- _What to produce_
The result should be every line of the listing that holds the word "with".
-- Opening Marker --
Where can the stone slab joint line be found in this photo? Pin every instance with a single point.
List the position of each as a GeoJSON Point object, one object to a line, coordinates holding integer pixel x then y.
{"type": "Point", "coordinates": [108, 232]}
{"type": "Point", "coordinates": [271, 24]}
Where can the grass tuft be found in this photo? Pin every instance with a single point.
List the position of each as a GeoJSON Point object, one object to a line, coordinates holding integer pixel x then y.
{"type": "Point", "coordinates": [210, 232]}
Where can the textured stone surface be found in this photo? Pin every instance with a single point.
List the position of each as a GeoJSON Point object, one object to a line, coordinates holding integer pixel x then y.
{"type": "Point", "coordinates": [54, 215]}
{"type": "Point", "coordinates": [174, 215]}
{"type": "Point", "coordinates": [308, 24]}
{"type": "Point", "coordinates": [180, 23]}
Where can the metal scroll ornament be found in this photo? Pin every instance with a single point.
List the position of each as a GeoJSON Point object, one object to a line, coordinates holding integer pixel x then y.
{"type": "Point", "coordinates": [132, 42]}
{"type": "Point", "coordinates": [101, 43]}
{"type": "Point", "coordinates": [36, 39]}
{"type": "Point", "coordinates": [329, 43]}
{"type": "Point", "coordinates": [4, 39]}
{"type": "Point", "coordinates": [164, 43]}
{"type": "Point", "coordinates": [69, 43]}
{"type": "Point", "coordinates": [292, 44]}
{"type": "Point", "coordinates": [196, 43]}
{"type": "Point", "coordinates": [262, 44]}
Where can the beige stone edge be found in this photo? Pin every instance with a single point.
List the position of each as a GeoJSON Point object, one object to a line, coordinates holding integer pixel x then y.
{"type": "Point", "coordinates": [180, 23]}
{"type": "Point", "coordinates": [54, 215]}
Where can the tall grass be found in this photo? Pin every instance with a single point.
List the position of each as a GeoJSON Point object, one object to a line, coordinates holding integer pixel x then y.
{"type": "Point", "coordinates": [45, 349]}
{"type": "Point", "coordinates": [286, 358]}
-- Closing Marker --
- _Problem solution_
Where can the stone slab joint line be found in this photo? Pin every instance with a single point.
Where can the grass tuft be found in this photo? Pin every instance with a single point.
Where can the textured stone surface be found in this photo? Pin every instance with a single point.
Where can the metal scroll ornament be found in this photo? Pin every instance with a single point.
Where can the beige stone edge be found in this photo? Pin every instance with a single point.
Where can the tall grass be found in this photo? Pin every instance with a single point.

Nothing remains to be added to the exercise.